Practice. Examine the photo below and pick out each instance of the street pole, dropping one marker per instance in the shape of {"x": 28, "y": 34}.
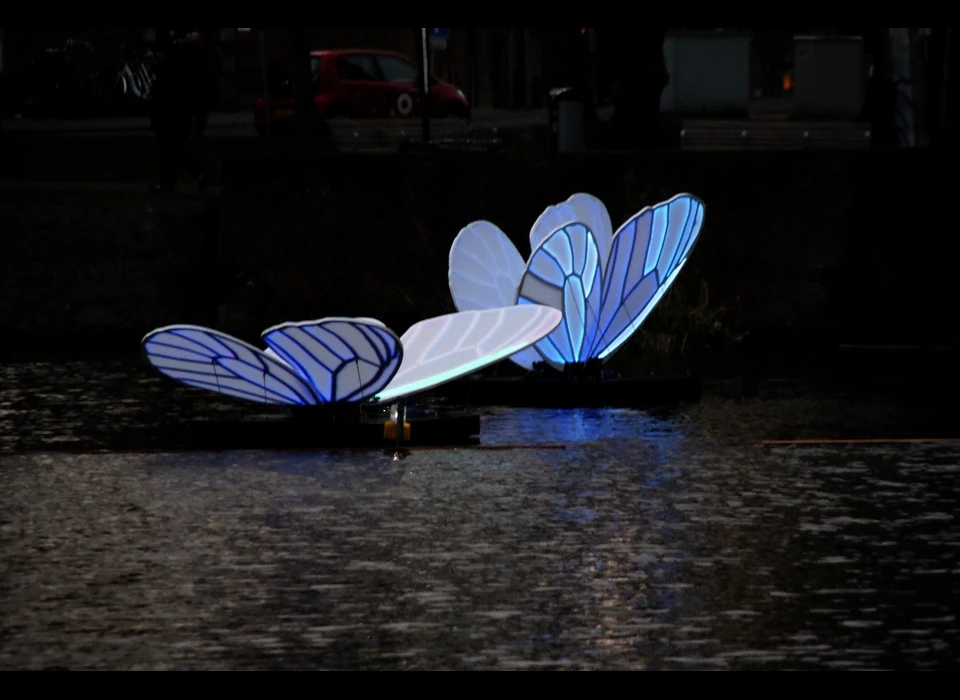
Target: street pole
{"x": 3, "y": 94}
{"x": 424, "y": 60}
{"x": 266, "y": 83}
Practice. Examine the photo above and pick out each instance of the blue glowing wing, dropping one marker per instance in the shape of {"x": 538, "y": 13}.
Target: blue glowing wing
{"x": 579, "y": 208}
{"x": 647, "y": 253}
{"x": 343, "y": 359}
{"x": 444, "y": 348}
{"x": 208, "y": 359}
{"x": 484, "y": 272}
{"x": 564, "y": 272}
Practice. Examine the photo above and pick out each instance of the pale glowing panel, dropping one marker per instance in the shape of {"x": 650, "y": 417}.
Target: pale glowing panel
{"x": 564, "y": 273}
{"x": 605, "y": 284}
{"x": 582, "y": 209}
{"x": 343, "y": 359}
{"x": 207, "y": 359}
{"x": 484, "y": 272}
{"x": 444, "y": 348}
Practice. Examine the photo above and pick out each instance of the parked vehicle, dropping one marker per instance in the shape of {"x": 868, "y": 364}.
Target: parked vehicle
{"x": 357, "y": 84}
{"x": 63, "y": 81}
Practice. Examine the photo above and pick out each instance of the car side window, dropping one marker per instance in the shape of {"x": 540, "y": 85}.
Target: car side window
{"x": 397, "y": 71}
{"x": 357, "y": 67}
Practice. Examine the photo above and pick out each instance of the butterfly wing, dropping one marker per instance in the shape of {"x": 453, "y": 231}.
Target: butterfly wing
{"x": 485, "y": 270}
{"x": 564, "y": 272}
{"x": 579, "y": 208}
{"x": 647, "y": 254}
{"x": 343, "y": 359}
{"x": 208, "y": 359}
{"x": 445, "y": 348}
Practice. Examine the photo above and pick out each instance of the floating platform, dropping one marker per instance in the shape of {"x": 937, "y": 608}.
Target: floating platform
{"x": 300, "y": 430}
{"x": 561, "y": 392}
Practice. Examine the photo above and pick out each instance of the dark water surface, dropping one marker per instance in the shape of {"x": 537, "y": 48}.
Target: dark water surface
{"x": 652, "y": 541}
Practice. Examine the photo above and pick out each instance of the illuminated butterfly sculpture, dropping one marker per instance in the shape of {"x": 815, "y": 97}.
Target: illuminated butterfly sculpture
{"x": 341, "y": 360}
{"x": 605, "y": 283}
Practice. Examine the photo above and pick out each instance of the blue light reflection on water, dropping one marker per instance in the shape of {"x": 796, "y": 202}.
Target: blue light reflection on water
{"x": 650, "y": 541}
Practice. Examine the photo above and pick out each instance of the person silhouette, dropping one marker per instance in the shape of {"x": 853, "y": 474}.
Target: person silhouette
{"x": 180, "y": 109}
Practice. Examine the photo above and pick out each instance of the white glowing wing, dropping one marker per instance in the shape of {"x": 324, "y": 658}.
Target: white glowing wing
{"x": 580, "y": 208}
{"x": 343, "y": 359}
{"x": 445, "y": 348}
{"x": 208, "y": 359}
{"x": 485, "y": 268}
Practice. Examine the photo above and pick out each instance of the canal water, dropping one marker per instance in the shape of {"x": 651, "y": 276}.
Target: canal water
{"x": 723, "y": 535}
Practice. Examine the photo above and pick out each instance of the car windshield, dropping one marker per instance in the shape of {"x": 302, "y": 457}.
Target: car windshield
{"x": 280, "y": 76}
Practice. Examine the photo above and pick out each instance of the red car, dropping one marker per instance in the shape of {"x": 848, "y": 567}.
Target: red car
{"x": 354, "y": 84}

→ **Direction**: Put every line of the items above into a numbered list, skipping any blank lines and leaving the pictures out.

→ **Result**:
1. Practice. Examine the photo below and pick out each instance of the street pole, dropping one marker per instance in the shape of {"x": 28, "y": 34}.
2. Target: street pole
3. {"x": 3, "y": 94}
4. {"x": 424, "y": 60}
5. {"x": 266, "y": 83}
6. Practice. Examine the photo above and pick out each instance of the blue glowing wing, dropping one marker per instance in the shape of {"x": 538, "y": 13}.
7. Target: blue glowing wing
8. {"x": 579, "y": 208}
9. {"x": 647, "y": 253}
10. {"x": 343, "y": 359}
11. {"x": 444, "y": 348}
12. {"x": 208, "y": 359}
13. {"x": 484, "y": 272}
14. {"x": 564, "y": 272}
15. Practice. Examine the photo above and pick out each instance of the pale glowing panel, dropping one marker per instance in the shape of {"x": 650, "y": 417}.
16. Target: pale glowing panel
17. {"x": 564, "y": 273}
18. {"x": 605, "y": 284}
19. {"x": 582, "y": 209}
20. {"x": 343, "y": 359}
21. {"x": 207, "y": 359}
22. {"x": 484, "y": 272}
23. {"x": 444, "y": 348}
24. Practice. Examine the photo above and pick out each instance of the parked vehicle, dropping one marker per instance in the shape of {"x": 868, "y": 364}.
25. Target: parked vehicle
26. {"x": 357, "y": 84}
27. {"x": 63, "y": 81}
28. Practice. Examine the photo above and pick out each instance of the car side window, dropping one marker per instance in the shape of {"x": 540, "y": 85}.
29. Target: car side window
30. {"x": 397, "y": 71}
31. {"x": 357, "y": 67}
32. Practice. Examine the photo above and pick out each instance of the butterfly wing, dropping one marker per instance in the shape of {"x": 453, "y": 231}.
33. Target: butterfly wing
34. {"x": 485, "y": 270}
35. {"x": 564, "y": 272}
36. {"x": 579, "y": 208}
37. {"x": 647, "y": 254}
38. {"x": 343, "y": 359}
39. {"x": 208, "y": 359}
40. {"x": 445, "y": 348}
41. Practice. Examine the photo above and pick out each instance of the floating platform, dropping one marker per instance in the shape of {"x": 937, "y": 608}.
42. Target: floating platform
43. {"x": 300, "y": 430}
44. {"x": 561, "y": 392}
45. Practice. Examine the photo above and pick out each instance of the dark water surface, dropping one marker per instance in the shape of {"x": 537, "y": 48}.
46. Target: dark water surface
47. {"x": 652, "y": 541}
48. Practice. Examine the photo above and pick out each instance of the illuminated butterfly sculpture, dropping one marker per instance in the shape of {"x": 815, "y": 97}.
49. Target: illuminated butterfly sculpture
50. {"x": 341, "y": 360}
51. {"x": 605, "y": 283}
52. Practice. Examine the photo above and pick out each instance of the blue light reflection on water, dropping one marker per instance in the shape of {"x": 796, "y": 202}.
53. Target: blue light reflection on water
54. {"x": 650, "y": 541}
55. Practice. Examine the photo above and pick out each instance of the person silhouette, dropping one marker per instance in the shape of {"x": 853, "y": 474}.
56. Target: person silhouette
57. {"x": 180, "y": 109}
58. Practice. Examine the photo above and pick out each instance of the white glowing wing, dropping one marker per instance in the shape of {"x": 324, "y": 658}.
59. Target: white glowing wing
60. {"x": 580, "y": 208}
61. {"x": 343, "y": 359}
62. {"x": 445, "y": 348}
63. {"x": 208, "y": 359}
64. {"x": 485, "y": 268}
65. Practice. Examine the photo above and pick out each instance of the canal water, dropping one marker per instance in the shape of {"x": 651, "y": 276}.
66. Target: canal water
67. {"x": 723, "y": 535}
68. Practice. Examine the photo above and pick out each instance of the car windshield, dropping one marker per instance in the shape of {"x": 302, "y": 457}.
69. Target: car windshield
70. {"x": 280, "y": 76}
71. Practice. Examine the photo above and pick out each instance of the red car, dropping one marker per instance in the shape of {"x": 848, "y": 567}.
72. Target: red car
73. {"x": 354, "y": 84}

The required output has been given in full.